■ **Activity list**
1) Summarize the passage on passive voice in two sentences.
2) Carry the passage on passive voice forward, picking up right after its final sentence.

■ **Excerpt provided**
The Standard Advice
"Use active voice." It is the most repeated piece of writing advice in the English-speaking world. Grammar checkers flag passive constructions automatically. Writing guides treat passive voice like a disease. And in most cases, the advice is sound, active voice is usually clearer, more direct, and more engaging.
But "usually" is not "always." There are several situations where passive voice is the better choice, and knowing when to break the rule is what separates a careful writer from someone blindly following a style guide.
When Passive Voice Is Better
When the actor is unknown or irrelevant. "The window was broken sometime overnight" is perfectly natural. Rewriting it as "Someone broke the window sometime overnight" adds a vague actor that contributes nothing.
When you want to emphasize the recipient of the action. "The vaccine was developed in under a year" puts the focus where it belongs, on the vaccine and the speed of its creation. "Scientists developed the vaccine in under a year" shifts focus to the scientists, which may not be your point.
When you need diplomatic or neutral tone. "Mistakes were made" is a cliche, yes, but the underlying principle is legitimate. In professional writing, passive constructions can deliver bad news without pointing fingers: "The deadline was missed" lands differently than "Your team missed the deadline."

[Point-per-instance localization data]
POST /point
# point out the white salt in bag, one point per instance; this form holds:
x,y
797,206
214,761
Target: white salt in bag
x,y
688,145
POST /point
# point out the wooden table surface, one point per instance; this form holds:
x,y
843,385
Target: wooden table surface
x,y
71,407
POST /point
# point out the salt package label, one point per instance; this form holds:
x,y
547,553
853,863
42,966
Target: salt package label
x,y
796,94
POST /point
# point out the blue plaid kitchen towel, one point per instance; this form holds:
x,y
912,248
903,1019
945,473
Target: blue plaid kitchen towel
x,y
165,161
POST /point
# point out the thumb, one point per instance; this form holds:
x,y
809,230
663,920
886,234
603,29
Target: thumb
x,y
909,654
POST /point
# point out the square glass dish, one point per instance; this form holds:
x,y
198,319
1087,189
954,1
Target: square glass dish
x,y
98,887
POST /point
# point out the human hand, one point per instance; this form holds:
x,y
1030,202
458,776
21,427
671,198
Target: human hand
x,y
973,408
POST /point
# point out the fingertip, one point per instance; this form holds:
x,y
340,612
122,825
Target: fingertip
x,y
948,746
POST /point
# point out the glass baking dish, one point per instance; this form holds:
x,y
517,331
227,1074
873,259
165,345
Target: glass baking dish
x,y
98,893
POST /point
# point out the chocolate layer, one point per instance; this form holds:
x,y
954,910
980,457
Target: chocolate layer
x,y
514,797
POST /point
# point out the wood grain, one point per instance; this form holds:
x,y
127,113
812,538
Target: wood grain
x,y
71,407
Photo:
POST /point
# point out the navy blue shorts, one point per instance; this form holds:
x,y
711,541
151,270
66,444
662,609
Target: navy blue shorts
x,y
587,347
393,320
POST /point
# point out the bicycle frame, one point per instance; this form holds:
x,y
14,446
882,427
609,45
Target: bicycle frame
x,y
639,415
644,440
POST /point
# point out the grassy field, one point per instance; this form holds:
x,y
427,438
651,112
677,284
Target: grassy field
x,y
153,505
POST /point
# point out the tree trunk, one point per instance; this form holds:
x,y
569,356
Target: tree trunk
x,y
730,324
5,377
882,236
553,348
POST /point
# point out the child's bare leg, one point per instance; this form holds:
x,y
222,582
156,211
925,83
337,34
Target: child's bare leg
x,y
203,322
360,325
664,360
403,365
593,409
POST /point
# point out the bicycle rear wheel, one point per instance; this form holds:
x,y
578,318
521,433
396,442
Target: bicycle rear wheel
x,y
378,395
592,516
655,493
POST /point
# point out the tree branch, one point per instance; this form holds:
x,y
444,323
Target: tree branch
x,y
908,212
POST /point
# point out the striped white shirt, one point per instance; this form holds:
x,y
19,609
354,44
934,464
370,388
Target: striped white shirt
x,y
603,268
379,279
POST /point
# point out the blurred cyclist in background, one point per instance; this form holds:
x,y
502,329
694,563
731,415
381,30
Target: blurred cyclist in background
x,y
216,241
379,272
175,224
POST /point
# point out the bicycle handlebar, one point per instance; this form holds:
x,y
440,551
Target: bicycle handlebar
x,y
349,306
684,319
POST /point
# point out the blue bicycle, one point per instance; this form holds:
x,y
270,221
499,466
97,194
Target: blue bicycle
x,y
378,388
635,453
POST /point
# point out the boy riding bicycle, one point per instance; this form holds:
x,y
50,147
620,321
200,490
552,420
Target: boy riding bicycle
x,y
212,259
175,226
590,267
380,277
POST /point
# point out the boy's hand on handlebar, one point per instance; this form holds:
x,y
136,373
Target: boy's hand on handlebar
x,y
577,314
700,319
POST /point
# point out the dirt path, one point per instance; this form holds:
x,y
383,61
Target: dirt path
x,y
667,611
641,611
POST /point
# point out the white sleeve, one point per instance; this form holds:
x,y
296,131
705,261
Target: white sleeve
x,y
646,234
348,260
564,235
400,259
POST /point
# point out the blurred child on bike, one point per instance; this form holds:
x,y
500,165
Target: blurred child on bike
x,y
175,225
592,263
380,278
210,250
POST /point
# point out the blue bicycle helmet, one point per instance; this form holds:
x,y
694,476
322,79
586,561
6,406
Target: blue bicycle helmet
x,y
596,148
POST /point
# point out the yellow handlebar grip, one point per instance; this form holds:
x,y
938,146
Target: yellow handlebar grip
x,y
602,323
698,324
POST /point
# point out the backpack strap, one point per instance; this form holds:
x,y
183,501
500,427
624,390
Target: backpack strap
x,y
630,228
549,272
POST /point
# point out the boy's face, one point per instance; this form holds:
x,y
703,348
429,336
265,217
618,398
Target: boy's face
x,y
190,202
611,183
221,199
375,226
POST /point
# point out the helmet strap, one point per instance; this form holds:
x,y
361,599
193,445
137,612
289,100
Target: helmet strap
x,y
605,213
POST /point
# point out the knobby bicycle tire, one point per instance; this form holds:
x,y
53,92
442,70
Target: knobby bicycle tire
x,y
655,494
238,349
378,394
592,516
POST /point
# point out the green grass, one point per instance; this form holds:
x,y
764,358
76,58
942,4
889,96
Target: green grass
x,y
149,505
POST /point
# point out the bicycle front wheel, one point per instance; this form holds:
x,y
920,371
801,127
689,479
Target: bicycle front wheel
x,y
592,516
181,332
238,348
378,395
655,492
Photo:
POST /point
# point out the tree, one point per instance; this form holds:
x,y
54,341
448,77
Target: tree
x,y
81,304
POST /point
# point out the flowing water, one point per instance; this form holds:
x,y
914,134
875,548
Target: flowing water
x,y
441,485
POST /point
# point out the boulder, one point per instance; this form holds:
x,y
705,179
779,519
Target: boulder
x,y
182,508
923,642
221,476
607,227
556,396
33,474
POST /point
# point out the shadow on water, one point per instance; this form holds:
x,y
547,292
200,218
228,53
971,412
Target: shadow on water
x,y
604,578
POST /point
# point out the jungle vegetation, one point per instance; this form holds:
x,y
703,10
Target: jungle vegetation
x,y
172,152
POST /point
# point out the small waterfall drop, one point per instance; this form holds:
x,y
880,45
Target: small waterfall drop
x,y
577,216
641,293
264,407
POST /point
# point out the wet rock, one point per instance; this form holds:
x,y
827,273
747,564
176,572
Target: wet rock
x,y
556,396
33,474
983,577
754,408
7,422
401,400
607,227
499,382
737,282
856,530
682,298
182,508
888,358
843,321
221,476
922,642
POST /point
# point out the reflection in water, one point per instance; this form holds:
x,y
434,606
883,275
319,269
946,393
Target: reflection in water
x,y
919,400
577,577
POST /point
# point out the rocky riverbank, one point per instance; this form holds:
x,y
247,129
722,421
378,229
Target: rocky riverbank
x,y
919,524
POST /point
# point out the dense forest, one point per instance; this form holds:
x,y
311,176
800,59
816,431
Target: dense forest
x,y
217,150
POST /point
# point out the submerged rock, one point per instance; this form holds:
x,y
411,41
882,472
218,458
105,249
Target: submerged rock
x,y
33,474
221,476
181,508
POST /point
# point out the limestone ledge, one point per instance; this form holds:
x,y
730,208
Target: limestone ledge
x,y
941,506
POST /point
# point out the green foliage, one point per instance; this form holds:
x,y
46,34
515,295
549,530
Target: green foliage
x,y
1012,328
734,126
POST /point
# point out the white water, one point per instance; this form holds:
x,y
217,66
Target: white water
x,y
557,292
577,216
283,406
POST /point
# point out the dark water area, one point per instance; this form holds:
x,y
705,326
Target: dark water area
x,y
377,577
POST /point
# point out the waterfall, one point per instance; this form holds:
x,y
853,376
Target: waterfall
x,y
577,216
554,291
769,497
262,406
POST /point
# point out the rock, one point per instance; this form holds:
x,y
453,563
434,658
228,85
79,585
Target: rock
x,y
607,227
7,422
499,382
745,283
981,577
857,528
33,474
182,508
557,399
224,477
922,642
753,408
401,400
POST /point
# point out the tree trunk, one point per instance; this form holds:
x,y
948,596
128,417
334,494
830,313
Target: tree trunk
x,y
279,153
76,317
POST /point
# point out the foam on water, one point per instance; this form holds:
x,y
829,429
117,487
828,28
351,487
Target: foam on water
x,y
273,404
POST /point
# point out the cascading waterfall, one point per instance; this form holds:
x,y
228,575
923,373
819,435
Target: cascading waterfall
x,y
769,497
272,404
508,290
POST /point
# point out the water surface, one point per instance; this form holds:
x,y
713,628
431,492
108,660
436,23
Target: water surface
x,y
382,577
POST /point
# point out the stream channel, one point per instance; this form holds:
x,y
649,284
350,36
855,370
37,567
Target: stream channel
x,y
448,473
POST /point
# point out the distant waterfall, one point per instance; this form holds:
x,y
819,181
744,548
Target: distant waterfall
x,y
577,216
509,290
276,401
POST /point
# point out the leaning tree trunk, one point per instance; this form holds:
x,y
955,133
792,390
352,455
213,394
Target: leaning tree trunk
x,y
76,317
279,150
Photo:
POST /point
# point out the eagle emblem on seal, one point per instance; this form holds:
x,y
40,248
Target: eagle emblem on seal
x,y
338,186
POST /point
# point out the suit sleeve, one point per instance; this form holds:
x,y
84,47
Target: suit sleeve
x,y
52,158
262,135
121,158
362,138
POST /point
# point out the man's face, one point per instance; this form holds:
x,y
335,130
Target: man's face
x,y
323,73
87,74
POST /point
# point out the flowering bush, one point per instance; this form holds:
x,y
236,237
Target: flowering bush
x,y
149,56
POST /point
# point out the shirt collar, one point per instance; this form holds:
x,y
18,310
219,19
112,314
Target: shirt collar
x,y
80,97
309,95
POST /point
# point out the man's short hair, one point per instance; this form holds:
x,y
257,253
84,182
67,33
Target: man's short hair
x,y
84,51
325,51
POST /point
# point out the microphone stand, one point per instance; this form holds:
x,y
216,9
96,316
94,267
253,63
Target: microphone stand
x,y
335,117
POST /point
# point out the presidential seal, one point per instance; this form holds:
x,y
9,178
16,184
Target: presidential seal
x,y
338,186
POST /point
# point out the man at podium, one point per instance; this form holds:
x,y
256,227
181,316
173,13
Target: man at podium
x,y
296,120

■ **Answers by item**
1) Active voice is the most repeated writing advice and is usually clearer, more direct, and more engaging, but it is not always the better choice. Passive voice works better when the actor is unknown or irrelevant, when the recipient of the action should be emphasized, and when a diplomatic or neutral tone is needed.

2)
In scientific and technical writing. "The solution was heated to 100 degrees" follows the convention of scientific prose, where the method matters more than who performed it. Forcing active voice here ("The researcher heated the solution") introduces an irrelevant subject.
The Real Rule
The real rule is not "use active voice." It is "choose the voice that puts emphasis where you want it." Active voice emphasizes the doer. Passive voice emphasizes the thing done. Both are tools, and a skilled writer reaches for whichever one fits the moment.
Read your sentences aloud. If the passive version sounds clearer or more natural, keep it. No style guide should override your ear.